--- start of Material supplied ---

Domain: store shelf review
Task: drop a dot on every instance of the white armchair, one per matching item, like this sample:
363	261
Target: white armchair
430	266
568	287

--- end of Material supplied ---

# What to work on:
Reproduce every entry above line for line, with no changes.

# Answer to this problem:
Domain: store shelf review
Task: drop a dot on every instance of the white armchair, one per matching item, like this sample:
363	261
Target: white armchair
430	266
568	287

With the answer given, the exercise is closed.